··· RECORD EXTRACTS ···

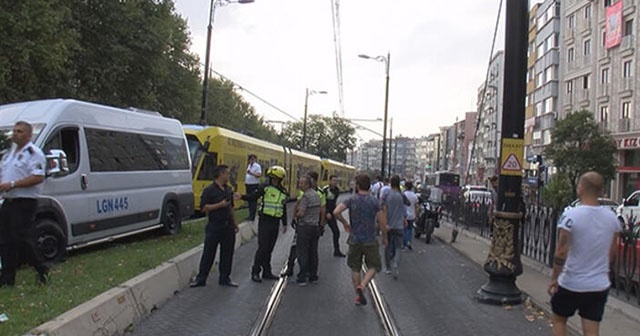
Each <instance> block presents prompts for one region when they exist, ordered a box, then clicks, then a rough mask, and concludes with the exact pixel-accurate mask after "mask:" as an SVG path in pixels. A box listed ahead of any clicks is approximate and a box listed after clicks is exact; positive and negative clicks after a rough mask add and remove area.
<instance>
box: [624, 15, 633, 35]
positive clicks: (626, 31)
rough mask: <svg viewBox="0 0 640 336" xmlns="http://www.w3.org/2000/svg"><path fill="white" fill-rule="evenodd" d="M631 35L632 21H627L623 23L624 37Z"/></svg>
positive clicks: (631, 33)
mask: <svg viewBox="0 0 640 336" xmlns="http://www.w3.org/2000/svg"><path fill="white" fill-rule="evenodd" d="M631 34H633V19H629V20H627V21H625V23H624V36H629V35H631Z"/></svg>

···

TASK TO COMPLETE: Recast the material above as a Markdown table with the columns Row and Content, giving each line its own numbered row. Omit blank lines and the picture.

SOLUTION FOR THIS EXERCISE:
| Row | Content |
|---|---|
| 1 | Each <instance> block presents prompts for one region when they exist, ordered a box, then clicks, then a rough mask, and concludes with the exact pixel-accurate mask after "mask:" as an SVG path in pixels. A box listed ahead of any clicks is approximate and a box listed after clicks is exact; positive and negative clicks after a rough mask add and remove area. |
| 2 | <instance> |
| 3 | box: [624, 15, 633, 35] |
| 4 | positive clicks: (626, 31) |
| 5 | rough mask: <svg viewBox="0 0 640 336" xmlns="http://www.w3.org/2000/svg"><path fill="white" fill-rule="evenodd" d="M631 35L632 21H627L623 23L624 37Z"/></svg> |
| 6 | positive clicks: (631, 33) |
| 7 | mask: <svg viewBox="0 0 640 336" xmlns="http://www.w3.org/2000/svg"><path fill="white" fill-rule="evenodd" d="M631 34H633V19H629V20H627V21H625V23H624V36H629V35H631Z"/></svg> |